## PROMPT
Rescale the lines from the line with "[ detect ] pile of white flowers" up to and including the line with "489,275 -> 670,380". Give them again with the requests, multiplying every box coordinate in the answers by 0.95 and rounding to whole numbers with halves rounded up, while the requests and their box format samples stay unchanged.

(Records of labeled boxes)
* * * * * * * * *

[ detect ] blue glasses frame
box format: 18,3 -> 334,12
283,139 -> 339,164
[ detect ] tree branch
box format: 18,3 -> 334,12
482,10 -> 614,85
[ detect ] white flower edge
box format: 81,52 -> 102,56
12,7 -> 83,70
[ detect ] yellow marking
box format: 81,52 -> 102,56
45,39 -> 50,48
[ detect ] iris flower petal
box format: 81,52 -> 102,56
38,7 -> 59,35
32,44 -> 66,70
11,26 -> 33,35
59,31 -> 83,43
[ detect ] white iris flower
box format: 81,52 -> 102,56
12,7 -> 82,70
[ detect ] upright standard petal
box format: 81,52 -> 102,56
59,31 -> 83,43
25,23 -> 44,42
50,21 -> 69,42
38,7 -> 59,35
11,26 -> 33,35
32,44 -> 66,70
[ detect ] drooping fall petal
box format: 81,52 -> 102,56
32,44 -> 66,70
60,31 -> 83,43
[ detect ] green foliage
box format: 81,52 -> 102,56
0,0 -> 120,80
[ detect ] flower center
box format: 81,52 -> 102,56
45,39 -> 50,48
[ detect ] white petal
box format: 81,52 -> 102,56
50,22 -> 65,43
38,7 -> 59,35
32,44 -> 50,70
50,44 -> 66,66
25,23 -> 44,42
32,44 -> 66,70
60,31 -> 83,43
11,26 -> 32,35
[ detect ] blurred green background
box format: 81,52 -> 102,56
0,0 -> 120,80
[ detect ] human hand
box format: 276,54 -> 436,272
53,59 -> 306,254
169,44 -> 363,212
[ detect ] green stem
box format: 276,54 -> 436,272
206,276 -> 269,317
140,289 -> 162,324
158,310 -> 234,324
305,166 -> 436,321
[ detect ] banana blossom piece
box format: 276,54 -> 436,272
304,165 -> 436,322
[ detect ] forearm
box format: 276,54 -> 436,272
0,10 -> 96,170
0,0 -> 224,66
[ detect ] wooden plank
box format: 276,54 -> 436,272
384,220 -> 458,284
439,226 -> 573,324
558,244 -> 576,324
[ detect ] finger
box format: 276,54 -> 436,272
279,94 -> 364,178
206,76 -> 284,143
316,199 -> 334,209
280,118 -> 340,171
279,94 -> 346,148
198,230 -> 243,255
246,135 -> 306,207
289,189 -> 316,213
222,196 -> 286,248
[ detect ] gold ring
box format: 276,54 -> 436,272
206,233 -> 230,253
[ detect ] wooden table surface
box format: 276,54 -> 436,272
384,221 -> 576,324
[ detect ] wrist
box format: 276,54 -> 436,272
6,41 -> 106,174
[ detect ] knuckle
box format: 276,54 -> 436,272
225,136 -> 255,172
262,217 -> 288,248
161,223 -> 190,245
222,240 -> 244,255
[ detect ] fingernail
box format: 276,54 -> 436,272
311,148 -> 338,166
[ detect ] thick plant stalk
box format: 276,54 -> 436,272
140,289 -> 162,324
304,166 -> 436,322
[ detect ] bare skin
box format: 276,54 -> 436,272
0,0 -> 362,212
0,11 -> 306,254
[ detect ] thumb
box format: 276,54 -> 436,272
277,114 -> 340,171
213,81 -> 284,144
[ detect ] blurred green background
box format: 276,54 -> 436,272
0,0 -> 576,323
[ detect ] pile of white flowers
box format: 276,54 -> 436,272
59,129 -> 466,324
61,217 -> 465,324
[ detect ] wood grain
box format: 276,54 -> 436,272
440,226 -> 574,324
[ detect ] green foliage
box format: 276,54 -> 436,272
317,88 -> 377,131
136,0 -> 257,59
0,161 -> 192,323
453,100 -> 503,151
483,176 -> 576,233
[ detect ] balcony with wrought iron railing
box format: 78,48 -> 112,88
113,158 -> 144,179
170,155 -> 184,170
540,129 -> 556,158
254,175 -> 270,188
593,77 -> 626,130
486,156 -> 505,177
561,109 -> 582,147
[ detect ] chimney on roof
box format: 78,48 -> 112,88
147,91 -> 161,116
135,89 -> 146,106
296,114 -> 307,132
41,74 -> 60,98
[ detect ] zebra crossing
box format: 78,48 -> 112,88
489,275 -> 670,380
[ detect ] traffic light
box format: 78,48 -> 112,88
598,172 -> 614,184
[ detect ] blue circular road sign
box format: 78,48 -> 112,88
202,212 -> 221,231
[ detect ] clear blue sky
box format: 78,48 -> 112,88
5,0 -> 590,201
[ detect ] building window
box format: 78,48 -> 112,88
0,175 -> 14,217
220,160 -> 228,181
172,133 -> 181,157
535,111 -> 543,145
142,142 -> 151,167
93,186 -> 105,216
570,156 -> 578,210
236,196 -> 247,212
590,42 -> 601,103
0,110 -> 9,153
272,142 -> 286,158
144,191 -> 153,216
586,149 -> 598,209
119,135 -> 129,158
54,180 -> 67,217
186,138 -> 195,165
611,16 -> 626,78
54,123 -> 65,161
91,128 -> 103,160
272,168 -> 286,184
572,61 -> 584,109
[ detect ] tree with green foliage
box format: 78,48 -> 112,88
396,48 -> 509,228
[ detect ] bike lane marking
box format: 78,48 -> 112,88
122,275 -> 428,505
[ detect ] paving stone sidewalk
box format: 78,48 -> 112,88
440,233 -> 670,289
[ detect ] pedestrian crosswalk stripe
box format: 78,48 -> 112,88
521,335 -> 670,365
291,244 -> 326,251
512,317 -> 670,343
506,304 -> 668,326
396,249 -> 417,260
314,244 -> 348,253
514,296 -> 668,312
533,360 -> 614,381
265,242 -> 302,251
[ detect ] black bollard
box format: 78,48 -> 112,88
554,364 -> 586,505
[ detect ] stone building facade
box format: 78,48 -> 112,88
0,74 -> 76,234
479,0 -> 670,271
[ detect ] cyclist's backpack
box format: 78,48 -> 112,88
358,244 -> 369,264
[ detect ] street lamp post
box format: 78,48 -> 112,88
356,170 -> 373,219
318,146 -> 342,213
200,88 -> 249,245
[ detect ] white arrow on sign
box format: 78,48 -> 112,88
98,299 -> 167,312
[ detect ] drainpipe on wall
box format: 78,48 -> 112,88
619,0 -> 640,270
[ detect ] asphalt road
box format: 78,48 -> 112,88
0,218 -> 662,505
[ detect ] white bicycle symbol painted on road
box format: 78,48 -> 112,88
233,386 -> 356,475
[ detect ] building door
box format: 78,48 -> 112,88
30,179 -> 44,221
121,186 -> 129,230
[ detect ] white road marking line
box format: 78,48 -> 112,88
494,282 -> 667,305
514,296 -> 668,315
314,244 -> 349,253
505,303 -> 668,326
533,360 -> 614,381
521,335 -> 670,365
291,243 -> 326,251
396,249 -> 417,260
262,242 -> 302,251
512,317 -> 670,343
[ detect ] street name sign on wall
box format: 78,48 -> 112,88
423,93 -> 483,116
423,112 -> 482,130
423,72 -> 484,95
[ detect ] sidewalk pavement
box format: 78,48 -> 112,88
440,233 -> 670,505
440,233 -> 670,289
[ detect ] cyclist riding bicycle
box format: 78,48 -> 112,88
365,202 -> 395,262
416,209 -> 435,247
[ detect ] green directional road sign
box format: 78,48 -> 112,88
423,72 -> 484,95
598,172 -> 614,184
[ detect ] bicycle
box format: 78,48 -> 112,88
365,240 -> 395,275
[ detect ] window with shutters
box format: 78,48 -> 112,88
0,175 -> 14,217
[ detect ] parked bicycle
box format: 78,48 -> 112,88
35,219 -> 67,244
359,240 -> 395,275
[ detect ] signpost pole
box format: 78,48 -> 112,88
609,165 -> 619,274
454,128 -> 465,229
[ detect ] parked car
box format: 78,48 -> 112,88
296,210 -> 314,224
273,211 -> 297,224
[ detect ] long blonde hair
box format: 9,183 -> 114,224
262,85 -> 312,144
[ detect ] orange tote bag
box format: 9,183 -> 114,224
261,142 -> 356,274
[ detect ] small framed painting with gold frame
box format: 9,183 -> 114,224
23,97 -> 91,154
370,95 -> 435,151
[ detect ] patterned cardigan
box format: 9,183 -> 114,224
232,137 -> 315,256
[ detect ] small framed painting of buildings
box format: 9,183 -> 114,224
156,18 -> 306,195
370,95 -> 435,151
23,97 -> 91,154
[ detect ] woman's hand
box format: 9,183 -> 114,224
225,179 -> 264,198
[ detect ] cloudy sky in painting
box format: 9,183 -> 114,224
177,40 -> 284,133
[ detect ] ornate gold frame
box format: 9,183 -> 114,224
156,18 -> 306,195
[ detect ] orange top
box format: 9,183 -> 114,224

* * * * * * * * *

## ANSWER TO THE TASK
[ detect ] pile of white flowers
box format: 276,54 -> 436,272
56,123 -> 443,308
58,206 -> 442,308
[ detect ] wood grain
box format: 276,54 -> 436,272
418,215 -> 545,308
[ detect ] green foliage
box format: 276,54 -> 436,272
301,84 -> 358,124
129,0 -> 244,56
0,153 -> 182,307
430,95 -> 478,143
459,167 -> 547,221
[ detect ] balcony with wrought iron railing
box format: 78,48 -> 112,88
107,150 -> 137,170
162,147 -> 175,162
513,123 -> 528,150
241,166 -> 257,179
563,73 -> 595,124
462,148 -> 480,168
533,104 -> 553,140
[ detect ] chimney on roof
box format: 78,48 -> 112,88
140,86 -> 153,110
128,85 -> 139,101
281,108 -> 292,125
39,70 -> 57,93
[ detect ] zebra crossing
box format: 78,48 -> 112,88
465,261 -> 637,361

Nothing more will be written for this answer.